[DATA RECORDS]

────

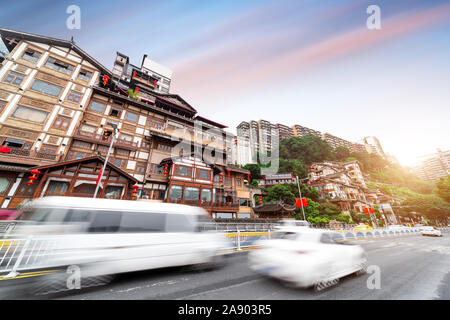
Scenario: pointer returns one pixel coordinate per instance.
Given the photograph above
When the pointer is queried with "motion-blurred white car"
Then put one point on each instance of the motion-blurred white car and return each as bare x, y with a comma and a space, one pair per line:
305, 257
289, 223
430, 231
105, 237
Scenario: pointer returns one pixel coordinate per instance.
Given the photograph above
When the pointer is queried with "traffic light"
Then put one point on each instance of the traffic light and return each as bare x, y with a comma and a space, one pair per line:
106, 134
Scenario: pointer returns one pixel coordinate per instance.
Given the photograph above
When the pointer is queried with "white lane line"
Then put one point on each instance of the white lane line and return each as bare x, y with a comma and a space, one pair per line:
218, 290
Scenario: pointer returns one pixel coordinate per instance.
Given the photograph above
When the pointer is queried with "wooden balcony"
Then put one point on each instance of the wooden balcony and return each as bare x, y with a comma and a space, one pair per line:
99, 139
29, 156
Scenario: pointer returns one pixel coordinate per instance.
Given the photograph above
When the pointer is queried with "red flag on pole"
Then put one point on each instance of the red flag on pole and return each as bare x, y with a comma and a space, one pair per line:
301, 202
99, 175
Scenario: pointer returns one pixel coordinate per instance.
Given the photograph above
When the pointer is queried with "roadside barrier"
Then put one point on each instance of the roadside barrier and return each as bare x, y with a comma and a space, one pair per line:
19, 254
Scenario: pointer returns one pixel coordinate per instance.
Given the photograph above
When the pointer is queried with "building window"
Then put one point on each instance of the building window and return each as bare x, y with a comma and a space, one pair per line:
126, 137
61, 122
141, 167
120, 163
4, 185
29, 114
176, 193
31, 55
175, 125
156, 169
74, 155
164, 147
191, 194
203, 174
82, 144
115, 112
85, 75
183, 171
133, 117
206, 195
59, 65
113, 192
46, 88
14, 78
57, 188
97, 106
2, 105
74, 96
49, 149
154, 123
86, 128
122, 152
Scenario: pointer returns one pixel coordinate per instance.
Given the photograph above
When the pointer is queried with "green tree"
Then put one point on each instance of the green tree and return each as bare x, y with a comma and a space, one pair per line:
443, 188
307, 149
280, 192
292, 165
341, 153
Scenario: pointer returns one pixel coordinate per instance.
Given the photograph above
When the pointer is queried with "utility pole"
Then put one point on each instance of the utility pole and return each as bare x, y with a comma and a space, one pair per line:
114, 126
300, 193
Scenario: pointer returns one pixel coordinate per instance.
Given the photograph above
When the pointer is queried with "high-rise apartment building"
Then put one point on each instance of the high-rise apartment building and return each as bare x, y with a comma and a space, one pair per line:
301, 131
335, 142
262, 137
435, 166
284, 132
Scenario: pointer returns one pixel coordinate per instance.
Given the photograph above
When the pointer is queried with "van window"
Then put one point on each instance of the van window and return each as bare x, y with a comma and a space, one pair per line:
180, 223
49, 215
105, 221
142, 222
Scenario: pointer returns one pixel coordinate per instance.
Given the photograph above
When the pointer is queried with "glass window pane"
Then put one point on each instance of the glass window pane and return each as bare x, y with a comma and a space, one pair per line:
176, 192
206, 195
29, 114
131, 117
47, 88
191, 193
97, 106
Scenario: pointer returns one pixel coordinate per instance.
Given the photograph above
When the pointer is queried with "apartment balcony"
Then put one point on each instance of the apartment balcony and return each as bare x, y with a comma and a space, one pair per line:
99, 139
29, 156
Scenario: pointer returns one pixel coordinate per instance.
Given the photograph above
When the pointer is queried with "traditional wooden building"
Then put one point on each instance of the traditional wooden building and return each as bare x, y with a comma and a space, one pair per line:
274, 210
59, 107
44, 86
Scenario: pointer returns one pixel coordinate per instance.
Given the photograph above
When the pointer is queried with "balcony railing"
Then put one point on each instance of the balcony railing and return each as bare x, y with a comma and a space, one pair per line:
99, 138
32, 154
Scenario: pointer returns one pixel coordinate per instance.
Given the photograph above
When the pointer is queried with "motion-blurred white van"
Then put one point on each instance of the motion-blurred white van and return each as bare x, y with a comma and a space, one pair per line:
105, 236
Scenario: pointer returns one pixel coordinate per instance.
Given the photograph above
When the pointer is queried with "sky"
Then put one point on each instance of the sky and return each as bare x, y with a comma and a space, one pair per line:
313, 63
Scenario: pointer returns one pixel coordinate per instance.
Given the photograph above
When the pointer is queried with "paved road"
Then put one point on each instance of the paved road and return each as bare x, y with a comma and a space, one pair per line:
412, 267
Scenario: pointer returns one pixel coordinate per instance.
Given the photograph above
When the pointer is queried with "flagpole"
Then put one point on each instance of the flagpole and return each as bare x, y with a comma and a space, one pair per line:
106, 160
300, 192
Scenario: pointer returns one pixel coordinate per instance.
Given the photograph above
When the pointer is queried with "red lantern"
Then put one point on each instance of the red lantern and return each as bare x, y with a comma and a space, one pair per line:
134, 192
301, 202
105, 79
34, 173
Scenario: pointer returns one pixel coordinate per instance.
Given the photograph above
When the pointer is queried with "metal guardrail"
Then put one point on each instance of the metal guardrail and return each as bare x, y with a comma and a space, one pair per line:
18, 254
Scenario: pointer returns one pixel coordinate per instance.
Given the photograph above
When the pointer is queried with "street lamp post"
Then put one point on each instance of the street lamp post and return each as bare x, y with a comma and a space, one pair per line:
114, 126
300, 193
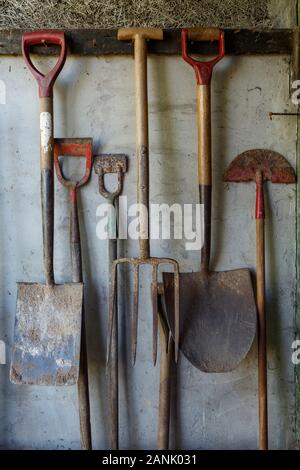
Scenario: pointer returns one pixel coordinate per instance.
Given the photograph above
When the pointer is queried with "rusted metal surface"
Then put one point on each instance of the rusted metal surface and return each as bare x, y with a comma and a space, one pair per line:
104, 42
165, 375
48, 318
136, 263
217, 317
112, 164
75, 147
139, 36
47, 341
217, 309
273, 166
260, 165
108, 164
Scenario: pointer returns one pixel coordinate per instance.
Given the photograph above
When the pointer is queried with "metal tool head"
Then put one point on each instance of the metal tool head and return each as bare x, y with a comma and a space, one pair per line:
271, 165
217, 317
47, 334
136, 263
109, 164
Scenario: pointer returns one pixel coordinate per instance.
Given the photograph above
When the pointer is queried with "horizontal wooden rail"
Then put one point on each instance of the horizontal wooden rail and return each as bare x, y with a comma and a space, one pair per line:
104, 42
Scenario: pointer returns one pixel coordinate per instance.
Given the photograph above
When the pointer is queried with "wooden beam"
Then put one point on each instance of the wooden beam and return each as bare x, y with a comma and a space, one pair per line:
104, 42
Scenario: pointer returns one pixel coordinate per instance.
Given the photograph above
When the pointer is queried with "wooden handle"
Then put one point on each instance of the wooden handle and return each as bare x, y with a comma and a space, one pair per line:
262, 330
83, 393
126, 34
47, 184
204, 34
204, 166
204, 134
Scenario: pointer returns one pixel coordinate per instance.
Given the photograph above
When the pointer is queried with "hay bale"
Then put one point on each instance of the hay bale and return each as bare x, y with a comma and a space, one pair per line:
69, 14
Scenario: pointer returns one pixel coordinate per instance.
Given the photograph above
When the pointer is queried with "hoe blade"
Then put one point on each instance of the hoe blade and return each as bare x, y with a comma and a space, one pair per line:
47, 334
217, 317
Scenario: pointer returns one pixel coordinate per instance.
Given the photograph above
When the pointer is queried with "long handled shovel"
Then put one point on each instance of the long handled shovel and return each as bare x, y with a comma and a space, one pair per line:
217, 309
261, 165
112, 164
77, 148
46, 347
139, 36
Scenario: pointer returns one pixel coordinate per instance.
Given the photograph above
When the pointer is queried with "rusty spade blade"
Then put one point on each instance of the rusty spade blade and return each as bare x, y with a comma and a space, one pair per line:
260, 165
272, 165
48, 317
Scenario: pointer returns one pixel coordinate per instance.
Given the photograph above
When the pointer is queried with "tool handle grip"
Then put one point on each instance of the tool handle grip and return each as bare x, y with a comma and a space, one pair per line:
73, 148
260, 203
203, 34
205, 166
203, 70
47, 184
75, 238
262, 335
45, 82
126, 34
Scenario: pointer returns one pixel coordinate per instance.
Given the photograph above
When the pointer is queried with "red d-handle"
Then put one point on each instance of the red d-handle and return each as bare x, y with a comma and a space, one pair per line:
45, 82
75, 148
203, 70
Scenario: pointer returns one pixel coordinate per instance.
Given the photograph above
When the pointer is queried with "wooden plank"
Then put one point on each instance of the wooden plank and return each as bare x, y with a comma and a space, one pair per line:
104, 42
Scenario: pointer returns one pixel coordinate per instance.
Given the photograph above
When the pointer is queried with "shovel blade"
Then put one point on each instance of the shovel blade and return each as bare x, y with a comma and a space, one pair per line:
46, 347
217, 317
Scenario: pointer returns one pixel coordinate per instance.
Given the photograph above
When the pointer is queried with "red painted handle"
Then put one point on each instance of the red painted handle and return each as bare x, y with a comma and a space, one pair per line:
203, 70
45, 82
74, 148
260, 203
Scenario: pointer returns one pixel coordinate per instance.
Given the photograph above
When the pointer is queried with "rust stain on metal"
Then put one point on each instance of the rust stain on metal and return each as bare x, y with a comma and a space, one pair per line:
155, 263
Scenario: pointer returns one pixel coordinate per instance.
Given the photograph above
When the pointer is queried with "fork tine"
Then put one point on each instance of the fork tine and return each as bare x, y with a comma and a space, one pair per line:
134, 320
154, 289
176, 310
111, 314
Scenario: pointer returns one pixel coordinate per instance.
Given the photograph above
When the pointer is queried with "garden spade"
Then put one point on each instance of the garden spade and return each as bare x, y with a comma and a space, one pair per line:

────

Filter the records above, copying each line that contains the word "green"; case counts.

When the pointer is queried with "green tree"
Then put one point on each instance of the green tree and return each as bare x, y with a comma and a space, one pair per line:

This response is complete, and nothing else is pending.